The expected response is an exact repetition of every record, with images excluded.
*** Opening DATASET CONTENT ***
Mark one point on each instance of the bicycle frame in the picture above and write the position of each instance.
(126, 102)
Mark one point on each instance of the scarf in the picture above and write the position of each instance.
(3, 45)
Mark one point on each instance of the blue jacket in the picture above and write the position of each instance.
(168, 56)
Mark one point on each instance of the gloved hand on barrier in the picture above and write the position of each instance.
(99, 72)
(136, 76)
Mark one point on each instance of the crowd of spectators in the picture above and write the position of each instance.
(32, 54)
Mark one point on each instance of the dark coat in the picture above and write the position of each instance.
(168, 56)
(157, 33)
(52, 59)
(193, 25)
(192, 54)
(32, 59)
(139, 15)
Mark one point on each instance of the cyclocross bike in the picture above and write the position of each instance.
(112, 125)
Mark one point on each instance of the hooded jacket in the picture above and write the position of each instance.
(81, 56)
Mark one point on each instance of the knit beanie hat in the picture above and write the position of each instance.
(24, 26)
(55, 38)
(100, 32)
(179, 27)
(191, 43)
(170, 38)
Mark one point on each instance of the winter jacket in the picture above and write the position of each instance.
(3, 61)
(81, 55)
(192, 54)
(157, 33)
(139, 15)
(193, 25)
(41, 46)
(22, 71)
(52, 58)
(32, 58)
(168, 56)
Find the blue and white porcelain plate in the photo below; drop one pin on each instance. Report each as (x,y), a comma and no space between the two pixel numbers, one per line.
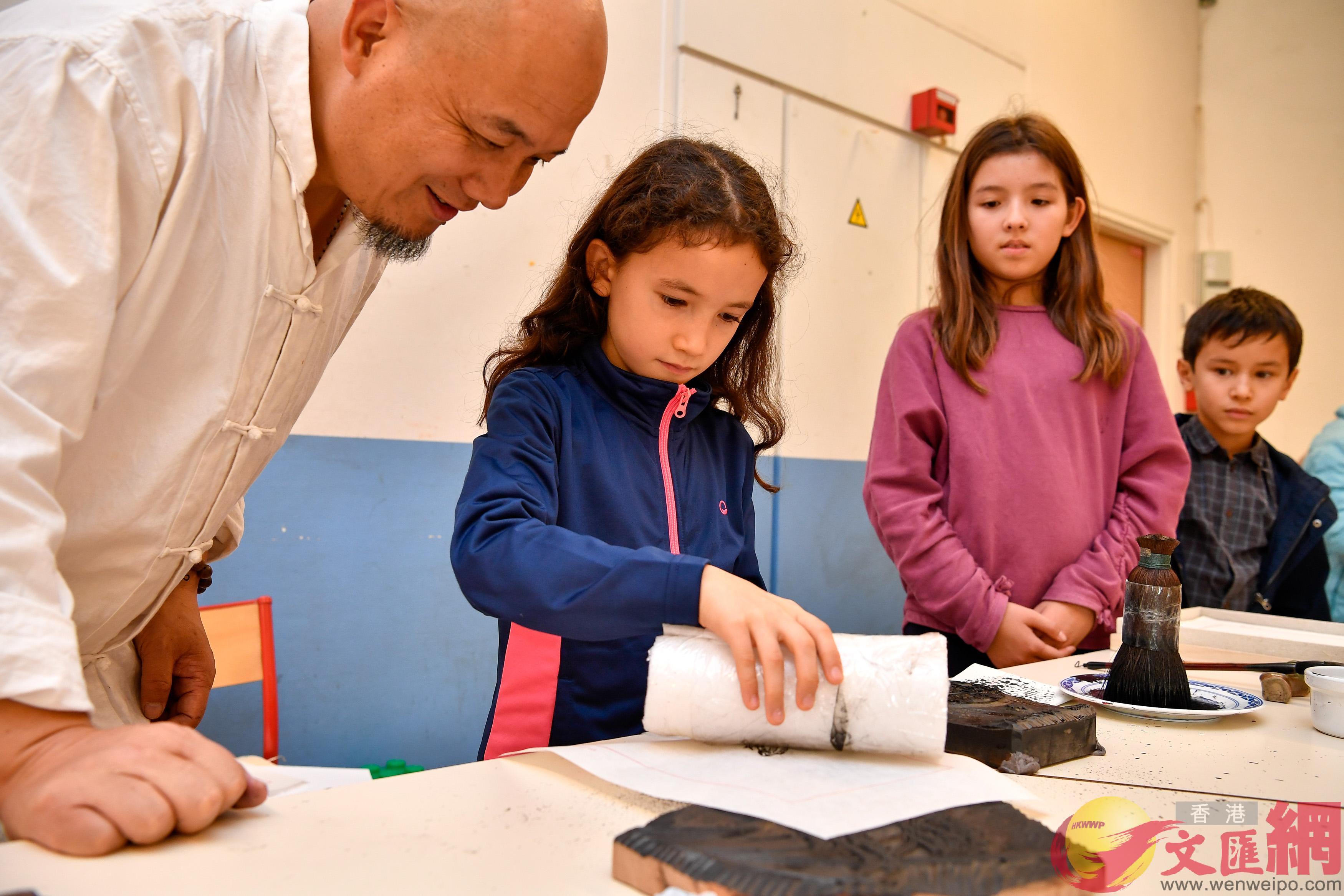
(1229,702)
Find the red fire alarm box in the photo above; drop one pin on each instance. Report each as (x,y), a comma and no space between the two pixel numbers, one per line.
(933,112)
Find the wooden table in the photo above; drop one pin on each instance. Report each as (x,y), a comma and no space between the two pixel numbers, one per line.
(535,824)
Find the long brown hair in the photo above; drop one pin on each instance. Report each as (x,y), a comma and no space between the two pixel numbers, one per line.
(965,318)
(677,189)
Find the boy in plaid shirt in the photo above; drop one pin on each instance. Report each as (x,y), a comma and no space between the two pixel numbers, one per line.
(1253,524)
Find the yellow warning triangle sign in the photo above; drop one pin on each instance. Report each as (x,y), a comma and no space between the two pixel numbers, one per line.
(857,215)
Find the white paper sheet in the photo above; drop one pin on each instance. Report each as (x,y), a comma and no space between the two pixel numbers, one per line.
(822,793)
(1011,684)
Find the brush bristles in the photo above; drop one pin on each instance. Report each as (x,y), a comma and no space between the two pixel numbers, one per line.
(1148,679)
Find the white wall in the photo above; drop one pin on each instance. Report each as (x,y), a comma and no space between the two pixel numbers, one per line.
(1273,109)
(826,99)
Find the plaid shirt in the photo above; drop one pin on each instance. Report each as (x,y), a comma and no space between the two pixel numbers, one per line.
(1225,526)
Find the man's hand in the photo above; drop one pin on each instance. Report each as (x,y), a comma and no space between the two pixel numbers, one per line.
(1074,621)
(177,664)
(85,792)
(1018,640)
(755,624)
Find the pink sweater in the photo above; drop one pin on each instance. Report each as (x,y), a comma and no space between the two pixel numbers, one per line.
(1034,492)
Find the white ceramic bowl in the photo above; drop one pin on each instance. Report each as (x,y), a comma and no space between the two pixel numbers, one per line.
(1327,699)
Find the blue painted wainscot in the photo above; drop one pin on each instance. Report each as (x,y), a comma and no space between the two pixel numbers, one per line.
(378,652)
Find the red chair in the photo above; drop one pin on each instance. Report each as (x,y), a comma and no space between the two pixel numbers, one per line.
(244,643)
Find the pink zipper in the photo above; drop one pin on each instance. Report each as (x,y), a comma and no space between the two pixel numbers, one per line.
(677,407)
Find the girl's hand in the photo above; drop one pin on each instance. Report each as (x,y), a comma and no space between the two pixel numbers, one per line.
(1018,643)
(755,624)
(1070,618)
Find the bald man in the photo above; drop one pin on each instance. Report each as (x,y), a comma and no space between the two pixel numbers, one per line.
(197,198)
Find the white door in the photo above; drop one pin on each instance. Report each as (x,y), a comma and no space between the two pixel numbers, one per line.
(861,277)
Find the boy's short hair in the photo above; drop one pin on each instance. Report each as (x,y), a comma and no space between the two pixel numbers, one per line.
(1242,312)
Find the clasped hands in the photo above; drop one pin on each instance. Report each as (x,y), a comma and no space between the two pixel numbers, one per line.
(1050,631)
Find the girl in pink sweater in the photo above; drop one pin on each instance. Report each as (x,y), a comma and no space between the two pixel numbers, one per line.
(1023,439)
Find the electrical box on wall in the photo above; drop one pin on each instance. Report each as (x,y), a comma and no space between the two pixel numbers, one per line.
(933,113)
(1215,275)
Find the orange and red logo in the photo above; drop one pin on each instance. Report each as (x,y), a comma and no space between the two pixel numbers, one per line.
*** Closing DATASET CONTENT ***
▸ ANSWER TO THE EXERCISE:
Mark one point on each instance of the bicycle frame in the picture above and write the position of each instance.
(126, 102)
Mark one point on each instance of the scarf in the picture above and write the position of each instance.
(3, 45)
Mark one point on each instance of the blue jacket in the picture above and write the position of each instance.
(168, 56)
Mark one point on each instance of the gloved hand on barrier in the picture above and write the position of each instance.
(99, 72)
(136, 76)
Mark one point on each instance of the crowd of spectators in the picture above and write the position of each instance.
(32, 54)
Mark one point on each instance of the dark coat in the picture above and write the position of each instance.
(168, 56)
(157, 33)
(52, 59)
(193, 25)
(192, 54)
(32, 59)
(139, 15)
Mark one point on each instance of the cyclocross bike in the picture above and write the position of each instance.
(112, 125)
Mark one point on each instance of the hooded jacket in the picture above and write the position of each instance.
(81, 56)
Mark one point on each instance of the knit beanie hat in the picture above and write the position of each instance.
(24, 26)
(55, 38)
(100, 32)
(179, 27)
(191, 43)
(170, 38)
Mark one point on each instance of the winter jacket in the picture above and write the position of each instance.
(3, 61)
(81, 55)
(192, 54)
(157, 33)
(139, 15)
(193, 25)
(41, 46)
(22, 71)
(52, 58)
(32, 58)
(168, 56)
Find the blue and white porcelain plate in the photo below; drop one pin on each instance. Report each as (x,y), a comma and no space between the two pixel numbers, one per line.
(1229,702)
Find the red fire alarm box in the photo above; drop one pin on each instance. Report each as (x,y), a comma and no space between the two pixel numbers, one per line.
(933,112)
Find the wooden table in the photo above; drop one pin on each instance. Report each as (x,y), a comma and no space between the two pixel numbers, one per line.
(535,824)
Find the long brown hair in the photo above; drop one pin on each instance. Report each as (x,y), a comma and no space between the two pixel numbers, one per line.
(965,318)
(677,189)
Find the boy in plaid shirt in the photo above; drop one pin on each instance. Report each as (x,y), a comma and no space between the two pixel numbers, one per line.
(1253,524)
Find the yellow warning triangle sign in the photo above; drop one pin on each instance. Report each as (x,y), a comma and no space between the two pixel numbers, one per line.
(857,215)
Find the white paper sheet in the photo above; drop one pin on each instance. Report each as (x,y), a comma and no space between the two pixel numbers, one per line.
(822,793)
(1011,684)
Find the brush bristles in the photo above; drop one pin on each instance. Report each as (x,y), a comma and no space between the two pixel numbers, one per line.
(1148,679)
Find the white wall in the photo above; drop one pin on each instance. Report each as (x,y), a comma and no space between the two pixel numbers, one per line.
(1273,109)
(826,99)
Find the plaid shirt in the photo above; drop one pin on each instance. Report each as (x,y), a comma and no space between the two pixel numbers, one per line.
(1225,526)
Find the man's hand in the photo above; drop one pin on each instance. Report each as (x,y), a comma and no space between the two pixel numbers, one per line.
(1074,621)
(177,664)
(85,792)
(1018,640)
(755,624)
Find the pink sweater in the photo above; drop one pin on each instance. Report each as (x,y), a comma and no space between the two pixel numbers, one per line.
(1034,492)
Find the white ceramic bowl in the photo above; drop one pin on each instance. Report each as (x,y), a comma and no space between the two pixel numbers, one per line.
(1327,699)
Find the blue painted wainscot in the photo above; drop one pin on each instance. Report each as (x,y), a comma and no space between the two pixel numbers, one per line.
(378,652)
Find the red chair in the photo above; drop one pin on each instance. Report each as (x,y), a comma and no space between the two pixel numbers, one per line.
(244,643)
Find the pink zipper in the photo above; drop one pin on each instance. Report each as (x,y), a comma and no space between the two pixel numbers, one per line.
(677,407)
Find the girl's hand in the photo above; drop one pin on each instance. Report each as (x,y), a comma and no space between the two pixel numbers, one per line.
(1018,643)
(755,624)
(1070,618)
Find the bald man in the photo above; drop one pin on each instance. Report each as (x,y), a comma and no space between the two pixel numbers, one per line.
(197,198)
Find the white door in the photo above; drop one pin on each instance. Report each as (x,y), a comma and no space between the two pixel numbers, one per line.
(861,277)
Find the boy's short hair in the photo above; drop one pin on each instance. Report each as (x,y), a comma and no space between the two pixel numbers, one per line.
(1242,312)
Find the clasped hands in the photo above; drop one pin on each instance. Report each as (x,y), a comma and no space between the two pixel numbers, one per line.
(1050,631)
Find the girl in pink sweater in the photo above; drop one pin on each instance. Report each as (x,y), a comma and no space between the two pixel numbers, one per line.
(1023,439)
Find the electrical box on wall in the photo above; drop one pin on each instance. Report each as (x,y), a comma and no space between the two pixel numbers, one per line.
(933,113)
(1215,275)
Find the orange and red logo in the photo above; drop one pin on each instance. Report each as (x,y), a comma and no space between the two pixel numbers, one per line.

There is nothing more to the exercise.